[START]

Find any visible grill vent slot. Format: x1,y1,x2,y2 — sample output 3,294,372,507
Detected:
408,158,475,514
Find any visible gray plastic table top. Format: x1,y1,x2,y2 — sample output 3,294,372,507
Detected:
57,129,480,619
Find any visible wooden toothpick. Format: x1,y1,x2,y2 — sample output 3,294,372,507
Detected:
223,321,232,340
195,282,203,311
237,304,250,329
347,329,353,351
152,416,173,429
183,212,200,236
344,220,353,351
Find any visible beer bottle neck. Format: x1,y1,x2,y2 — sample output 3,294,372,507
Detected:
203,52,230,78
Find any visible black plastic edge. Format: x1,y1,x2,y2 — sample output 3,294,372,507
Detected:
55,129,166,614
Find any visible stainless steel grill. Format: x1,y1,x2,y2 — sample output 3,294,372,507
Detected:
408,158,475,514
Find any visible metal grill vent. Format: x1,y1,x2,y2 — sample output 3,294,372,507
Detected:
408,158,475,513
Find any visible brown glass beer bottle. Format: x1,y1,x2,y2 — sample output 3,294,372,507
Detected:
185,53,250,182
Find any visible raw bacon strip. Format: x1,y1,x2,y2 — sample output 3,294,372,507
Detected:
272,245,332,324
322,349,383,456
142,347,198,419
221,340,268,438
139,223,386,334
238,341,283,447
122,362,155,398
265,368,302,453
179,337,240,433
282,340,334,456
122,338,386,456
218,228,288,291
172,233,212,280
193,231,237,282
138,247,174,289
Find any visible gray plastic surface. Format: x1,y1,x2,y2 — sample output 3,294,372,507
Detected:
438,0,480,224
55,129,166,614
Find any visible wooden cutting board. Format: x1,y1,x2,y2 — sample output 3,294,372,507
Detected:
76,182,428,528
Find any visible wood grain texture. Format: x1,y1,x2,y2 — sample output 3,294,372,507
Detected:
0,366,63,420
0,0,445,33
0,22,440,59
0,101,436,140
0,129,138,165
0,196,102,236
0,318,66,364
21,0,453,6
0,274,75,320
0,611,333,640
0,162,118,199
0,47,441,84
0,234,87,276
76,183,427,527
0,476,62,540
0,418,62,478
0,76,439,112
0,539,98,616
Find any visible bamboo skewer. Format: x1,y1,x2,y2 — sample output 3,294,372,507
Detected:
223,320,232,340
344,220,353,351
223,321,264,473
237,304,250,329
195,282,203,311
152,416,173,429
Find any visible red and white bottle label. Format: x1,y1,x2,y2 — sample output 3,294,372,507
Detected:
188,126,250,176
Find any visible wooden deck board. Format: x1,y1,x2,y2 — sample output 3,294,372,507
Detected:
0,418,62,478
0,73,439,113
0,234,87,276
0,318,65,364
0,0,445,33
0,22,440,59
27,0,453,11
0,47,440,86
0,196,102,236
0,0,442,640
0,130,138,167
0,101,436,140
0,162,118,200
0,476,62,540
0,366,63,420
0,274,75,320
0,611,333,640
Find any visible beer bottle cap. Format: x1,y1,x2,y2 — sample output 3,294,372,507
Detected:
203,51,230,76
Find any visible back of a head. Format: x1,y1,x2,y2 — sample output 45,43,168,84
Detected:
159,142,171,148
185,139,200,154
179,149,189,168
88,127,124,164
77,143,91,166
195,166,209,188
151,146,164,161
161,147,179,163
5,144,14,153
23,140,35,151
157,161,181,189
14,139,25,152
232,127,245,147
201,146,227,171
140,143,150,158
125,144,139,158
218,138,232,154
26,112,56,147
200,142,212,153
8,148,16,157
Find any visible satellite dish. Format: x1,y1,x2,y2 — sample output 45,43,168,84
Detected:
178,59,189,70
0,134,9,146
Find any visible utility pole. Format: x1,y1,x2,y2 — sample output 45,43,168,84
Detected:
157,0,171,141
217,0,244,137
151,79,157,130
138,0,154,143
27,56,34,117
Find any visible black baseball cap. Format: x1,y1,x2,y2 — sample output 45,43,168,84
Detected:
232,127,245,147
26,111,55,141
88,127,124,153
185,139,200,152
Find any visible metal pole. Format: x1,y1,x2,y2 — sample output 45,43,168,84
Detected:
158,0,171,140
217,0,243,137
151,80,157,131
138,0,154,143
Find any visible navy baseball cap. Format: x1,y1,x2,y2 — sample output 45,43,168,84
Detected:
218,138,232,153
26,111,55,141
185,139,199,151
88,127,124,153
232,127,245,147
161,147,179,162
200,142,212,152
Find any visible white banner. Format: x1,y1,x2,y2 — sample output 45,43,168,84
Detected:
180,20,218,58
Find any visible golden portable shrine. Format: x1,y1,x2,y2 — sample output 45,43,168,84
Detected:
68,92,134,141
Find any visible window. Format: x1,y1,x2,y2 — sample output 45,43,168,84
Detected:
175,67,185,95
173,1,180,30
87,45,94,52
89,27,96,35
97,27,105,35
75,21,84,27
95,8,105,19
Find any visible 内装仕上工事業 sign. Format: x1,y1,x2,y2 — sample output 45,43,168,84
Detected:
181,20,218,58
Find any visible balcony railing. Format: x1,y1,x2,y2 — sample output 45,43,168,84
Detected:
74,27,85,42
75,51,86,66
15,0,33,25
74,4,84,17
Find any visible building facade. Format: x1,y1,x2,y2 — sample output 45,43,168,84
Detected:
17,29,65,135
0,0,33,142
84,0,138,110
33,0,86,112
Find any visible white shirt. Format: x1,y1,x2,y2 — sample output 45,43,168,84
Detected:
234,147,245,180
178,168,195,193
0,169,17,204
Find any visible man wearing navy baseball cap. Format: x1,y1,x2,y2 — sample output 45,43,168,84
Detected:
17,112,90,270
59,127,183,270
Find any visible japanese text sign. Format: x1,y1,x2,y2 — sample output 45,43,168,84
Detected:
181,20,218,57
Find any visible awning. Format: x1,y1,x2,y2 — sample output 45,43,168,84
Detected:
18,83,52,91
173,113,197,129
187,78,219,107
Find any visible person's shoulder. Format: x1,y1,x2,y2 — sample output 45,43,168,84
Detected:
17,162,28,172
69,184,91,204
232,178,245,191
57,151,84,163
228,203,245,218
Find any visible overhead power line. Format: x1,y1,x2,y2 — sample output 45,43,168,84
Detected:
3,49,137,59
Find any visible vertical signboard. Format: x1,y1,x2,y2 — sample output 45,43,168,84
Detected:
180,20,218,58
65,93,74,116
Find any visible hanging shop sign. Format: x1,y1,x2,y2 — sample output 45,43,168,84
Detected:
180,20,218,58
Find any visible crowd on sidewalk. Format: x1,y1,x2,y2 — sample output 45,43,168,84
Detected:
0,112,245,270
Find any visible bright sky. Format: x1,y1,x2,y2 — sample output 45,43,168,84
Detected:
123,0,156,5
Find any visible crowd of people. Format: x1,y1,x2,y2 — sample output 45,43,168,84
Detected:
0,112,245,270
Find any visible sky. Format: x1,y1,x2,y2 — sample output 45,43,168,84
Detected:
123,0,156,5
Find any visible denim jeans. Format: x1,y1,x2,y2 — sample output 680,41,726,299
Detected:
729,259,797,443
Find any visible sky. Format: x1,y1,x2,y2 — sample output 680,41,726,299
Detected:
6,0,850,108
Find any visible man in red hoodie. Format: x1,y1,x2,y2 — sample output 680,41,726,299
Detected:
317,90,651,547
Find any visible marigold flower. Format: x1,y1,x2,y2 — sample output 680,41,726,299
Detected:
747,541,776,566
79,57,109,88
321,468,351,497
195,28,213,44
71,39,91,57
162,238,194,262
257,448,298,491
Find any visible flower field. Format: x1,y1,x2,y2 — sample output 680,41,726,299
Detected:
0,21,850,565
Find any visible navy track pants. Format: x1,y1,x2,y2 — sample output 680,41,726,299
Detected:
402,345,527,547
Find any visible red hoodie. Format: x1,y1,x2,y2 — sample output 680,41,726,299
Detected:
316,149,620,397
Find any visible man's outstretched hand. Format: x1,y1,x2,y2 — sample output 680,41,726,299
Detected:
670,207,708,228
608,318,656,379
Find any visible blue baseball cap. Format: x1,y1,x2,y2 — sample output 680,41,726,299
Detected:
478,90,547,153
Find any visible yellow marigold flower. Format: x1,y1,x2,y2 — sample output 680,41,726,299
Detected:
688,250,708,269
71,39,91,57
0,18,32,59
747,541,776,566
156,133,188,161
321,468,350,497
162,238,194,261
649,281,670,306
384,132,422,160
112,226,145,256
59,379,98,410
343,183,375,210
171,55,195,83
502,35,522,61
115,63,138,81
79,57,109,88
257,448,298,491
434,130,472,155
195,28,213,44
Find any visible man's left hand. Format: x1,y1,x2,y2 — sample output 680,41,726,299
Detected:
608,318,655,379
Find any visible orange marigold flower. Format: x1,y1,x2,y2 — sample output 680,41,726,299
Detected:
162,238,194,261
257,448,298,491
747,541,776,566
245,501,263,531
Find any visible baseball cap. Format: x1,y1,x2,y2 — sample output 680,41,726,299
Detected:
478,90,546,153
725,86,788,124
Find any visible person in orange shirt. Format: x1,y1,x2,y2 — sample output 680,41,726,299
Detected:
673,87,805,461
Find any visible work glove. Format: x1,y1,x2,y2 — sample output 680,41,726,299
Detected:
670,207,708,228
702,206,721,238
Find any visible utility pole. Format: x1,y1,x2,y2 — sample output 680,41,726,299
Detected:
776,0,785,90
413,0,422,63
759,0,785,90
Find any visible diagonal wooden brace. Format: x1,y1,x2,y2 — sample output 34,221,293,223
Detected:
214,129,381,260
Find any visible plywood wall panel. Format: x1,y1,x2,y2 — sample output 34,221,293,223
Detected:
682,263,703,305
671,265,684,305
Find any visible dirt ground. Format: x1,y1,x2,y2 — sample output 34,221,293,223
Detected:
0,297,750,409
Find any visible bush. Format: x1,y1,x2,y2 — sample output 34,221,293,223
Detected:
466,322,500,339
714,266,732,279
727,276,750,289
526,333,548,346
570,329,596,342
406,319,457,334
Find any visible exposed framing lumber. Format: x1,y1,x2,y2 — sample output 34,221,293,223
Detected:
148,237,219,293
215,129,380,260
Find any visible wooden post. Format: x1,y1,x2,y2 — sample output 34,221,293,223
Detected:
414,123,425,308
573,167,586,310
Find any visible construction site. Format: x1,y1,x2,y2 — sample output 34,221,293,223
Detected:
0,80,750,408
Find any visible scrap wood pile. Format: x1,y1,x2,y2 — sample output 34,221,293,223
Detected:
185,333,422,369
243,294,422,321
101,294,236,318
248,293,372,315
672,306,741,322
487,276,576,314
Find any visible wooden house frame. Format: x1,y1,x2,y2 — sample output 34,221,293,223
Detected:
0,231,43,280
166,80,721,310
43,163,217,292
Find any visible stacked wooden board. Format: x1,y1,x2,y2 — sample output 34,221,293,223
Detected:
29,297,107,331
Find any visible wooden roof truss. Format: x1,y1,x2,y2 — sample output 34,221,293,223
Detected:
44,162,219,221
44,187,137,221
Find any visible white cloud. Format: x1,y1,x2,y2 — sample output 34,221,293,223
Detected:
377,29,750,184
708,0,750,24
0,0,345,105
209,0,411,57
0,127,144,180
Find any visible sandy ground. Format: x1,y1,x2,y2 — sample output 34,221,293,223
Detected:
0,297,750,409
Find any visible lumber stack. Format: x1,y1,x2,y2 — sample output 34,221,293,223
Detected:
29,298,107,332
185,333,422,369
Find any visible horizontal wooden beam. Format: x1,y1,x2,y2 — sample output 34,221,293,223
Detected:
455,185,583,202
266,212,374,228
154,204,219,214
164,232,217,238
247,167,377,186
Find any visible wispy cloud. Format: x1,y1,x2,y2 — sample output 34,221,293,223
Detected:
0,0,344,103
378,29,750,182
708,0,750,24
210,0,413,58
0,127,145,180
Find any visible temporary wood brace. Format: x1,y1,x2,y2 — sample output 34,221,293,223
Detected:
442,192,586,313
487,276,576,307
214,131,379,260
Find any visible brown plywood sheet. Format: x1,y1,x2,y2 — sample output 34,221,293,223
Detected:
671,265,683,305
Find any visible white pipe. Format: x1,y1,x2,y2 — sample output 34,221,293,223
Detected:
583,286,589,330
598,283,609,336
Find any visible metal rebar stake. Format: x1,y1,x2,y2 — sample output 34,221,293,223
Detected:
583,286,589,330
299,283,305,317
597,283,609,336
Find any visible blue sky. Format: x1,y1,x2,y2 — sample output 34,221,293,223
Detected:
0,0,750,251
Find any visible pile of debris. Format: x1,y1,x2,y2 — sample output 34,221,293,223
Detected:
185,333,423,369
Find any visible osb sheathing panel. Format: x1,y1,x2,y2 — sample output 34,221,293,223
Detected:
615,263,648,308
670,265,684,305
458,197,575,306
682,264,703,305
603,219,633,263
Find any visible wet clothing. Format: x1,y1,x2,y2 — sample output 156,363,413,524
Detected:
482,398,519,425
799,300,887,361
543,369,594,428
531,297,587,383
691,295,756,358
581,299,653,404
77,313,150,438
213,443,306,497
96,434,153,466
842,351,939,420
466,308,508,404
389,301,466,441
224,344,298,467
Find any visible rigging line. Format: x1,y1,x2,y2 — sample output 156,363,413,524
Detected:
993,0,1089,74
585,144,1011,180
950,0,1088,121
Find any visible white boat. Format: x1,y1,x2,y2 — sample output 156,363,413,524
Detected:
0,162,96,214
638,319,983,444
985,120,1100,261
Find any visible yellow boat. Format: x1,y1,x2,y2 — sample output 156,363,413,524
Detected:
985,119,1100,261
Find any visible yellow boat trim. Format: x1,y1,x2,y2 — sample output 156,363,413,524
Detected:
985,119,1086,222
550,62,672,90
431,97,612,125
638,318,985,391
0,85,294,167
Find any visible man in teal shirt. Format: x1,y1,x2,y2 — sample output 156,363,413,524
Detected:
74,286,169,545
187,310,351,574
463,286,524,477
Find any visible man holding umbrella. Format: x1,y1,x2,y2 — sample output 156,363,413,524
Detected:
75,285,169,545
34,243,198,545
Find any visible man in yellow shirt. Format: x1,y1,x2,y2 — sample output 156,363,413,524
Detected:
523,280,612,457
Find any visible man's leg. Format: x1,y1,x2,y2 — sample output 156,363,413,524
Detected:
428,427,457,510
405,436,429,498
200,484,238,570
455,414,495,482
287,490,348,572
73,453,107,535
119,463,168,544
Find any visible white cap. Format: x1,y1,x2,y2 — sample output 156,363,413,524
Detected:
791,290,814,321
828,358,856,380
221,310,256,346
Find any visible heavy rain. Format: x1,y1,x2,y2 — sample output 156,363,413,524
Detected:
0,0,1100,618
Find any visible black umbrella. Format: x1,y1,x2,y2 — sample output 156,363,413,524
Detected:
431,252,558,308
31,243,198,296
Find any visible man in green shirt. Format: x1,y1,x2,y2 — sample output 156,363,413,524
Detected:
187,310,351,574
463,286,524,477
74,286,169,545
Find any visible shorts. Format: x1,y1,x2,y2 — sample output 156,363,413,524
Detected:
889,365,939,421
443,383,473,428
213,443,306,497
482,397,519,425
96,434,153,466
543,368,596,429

[END]

**What you should do:** Return each line from the rows above that contains the word "pole".

**The output:**
Find any visible utility pole. Format: x1,y1,x2,y2 — sample output 45,43,168,84
Find any visible metal pole. Format: x1,y1,x2,y2 — sample output 45,43,168,84
Find any visible utility pole. Format: x1,y1,x2,y2 — sample output 680,41,726,299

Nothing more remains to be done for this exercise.